Turn the material from the line with "Please answer: is there any corner" to the line with "[5,89,15,98]", both included, into a JSON list of strings with one string per line and blank lines left out.

** START **

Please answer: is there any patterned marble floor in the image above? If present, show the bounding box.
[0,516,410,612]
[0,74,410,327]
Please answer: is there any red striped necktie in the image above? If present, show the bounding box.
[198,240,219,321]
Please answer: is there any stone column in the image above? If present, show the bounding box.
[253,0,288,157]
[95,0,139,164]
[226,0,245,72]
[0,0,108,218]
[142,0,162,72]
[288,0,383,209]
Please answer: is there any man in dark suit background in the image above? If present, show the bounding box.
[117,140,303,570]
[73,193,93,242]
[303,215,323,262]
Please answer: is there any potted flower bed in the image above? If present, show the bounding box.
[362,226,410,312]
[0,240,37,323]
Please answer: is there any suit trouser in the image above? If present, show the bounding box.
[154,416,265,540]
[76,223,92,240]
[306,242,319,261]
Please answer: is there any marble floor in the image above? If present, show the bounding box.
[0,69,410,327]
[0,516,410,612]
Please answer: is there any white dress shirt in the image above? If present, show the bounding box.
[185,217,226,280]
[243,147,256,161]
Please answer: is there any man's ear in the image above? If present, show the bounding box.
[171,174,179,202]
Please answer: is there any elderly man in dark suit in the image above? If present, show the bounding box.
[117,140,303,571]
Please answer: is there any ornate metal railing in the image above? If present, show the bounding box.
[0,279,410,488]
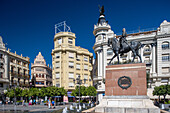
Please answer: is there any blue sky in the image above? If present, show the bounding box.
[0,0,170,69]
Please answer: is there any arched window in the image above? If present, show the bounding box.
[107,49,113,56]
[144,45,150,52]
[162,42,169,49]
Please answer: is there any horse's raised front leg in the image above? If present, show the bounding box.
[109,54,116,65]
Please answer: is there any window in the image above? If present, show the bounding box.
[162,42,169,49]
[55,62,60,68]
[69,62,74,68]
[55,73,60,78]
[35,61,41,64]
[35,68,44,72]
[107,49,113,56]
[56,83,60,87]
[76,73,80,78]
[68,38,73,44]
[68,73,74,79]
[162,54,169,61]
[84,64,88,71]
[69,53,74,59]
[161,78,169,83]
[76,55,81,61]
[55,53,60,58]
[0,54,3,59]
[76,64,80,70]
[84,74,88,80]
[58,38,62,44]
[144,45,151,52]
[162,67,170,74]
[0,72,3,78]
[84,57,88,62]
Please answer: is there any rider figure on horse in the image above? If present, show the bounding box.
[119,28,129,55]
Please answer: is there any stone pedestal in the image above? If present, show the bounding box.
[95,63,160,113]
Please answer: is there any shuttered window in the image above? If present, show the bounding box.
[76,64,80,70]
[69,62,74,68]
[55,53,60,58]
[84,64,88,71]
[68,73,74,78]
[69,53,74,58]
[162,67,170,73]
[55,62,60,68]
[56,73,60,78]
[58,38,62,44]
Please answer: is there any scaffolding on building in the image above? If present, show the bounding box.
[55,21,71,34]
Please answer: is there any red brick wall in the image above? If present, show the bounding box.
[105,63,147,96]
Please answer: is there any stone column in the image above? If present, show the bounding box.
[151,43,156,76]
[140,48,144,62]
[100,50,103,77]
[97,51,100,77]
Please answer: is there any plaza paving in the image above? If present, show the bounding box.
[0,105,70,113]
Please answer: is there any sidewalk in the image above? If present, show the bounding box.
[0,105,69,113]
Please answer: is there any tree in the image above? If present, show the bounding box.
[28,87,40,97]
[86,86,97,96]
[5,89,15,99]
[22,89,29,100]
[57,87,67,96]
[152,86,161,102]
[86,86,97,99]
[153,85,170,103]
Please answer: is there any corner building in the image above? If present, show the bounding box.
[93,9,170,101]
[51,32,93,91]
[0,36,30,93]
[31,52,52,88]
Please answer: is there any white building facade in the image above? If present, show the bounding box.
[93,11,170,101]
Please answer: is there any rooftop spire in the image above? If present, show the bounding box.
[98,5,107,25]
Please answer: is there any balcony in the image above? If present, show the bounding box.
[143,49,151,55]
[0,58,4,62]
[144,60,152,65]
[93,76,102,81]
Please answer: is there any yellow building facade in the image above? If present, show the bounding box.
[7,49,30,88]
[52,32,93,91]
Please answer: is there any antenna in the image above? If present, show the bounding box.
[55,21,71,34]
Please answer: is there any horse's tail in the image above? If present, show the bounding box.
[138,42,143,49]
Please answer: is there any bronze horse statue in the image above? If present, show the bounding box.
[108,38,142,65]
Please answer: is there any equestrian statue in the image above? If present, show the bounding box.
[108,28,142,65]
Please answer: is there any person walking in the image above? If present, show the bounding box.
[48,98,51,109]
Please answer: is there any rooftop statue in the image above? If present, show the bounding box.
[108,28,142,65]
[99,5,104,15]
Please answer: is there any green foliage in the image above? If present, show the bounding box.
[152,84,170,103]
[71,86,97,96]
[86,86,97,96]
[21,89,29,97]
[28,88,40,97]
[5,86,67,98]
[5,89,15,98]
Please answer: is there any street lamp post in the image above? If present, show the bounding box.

** END **

— Task response —
[
  "Please answer: is there any corner building in the image above? If present, show the bounding box.",
  "[93,9,170,101]",
  "[51,32,93,91]",
  "[0,36,30,93]",
  "[31,52,52,88]",
  "Please answer: is there any white building facade in the image above? If present, show the bounding box.",
  "[93,11,170,101]",
  "Please answer: is there any rooftop spire in the image above? If present, show the bounding box.",
  "[98,5,107,25]",
  "Please answer: is there any balcony in the image above? If present, show the bounding box.",
  "[143,49,151,55]",
  "[0,58,4,62]",
  "[144,60,152,65]",
  "[93,76,102,81]",
  "Please answer: is there any yellow building facade in the image above? If present, show the bounding box.",
  "[7,49,30,88]",
  "[52,32,93,91]",
  "Please answer: is there any antenna in the image above? If present, show the bounding box.",
  "[55,21,71,34]",
  "Please answer: is there any horse's tail in the image above? If present, show the bounding box.",
  "[138,42,143,49]",
  "Please answer: is there any bronze horse statue in the image above? If present, show the bounding box.",
  "[108,38,142,65]",
  "Please answer: is there any equestrian statue in the image above? If present, show the bounding box.",
  "[108,28,142,65]",
  "Please answer: is there any person walking in the image above? If present, show the bounding box.",
  "[48,98,51,109]",
  "Please answer: is there any rooftop statue in the image above? If present, show the bounding box.",
  "[108,28,142,65]",
  "[99,5,104,15]",
  "Please answer: is there any green foliage in the image above? If present, show the bounding box.",
  "[152,84,170,103]",
  "[71,86,97,96]",
  "[86,86,97,96]",
  "[21,89,29,97]",
  "[28,88,40,97]",
  "[5,86,67,98]",
  "[5,89,15,98]"
]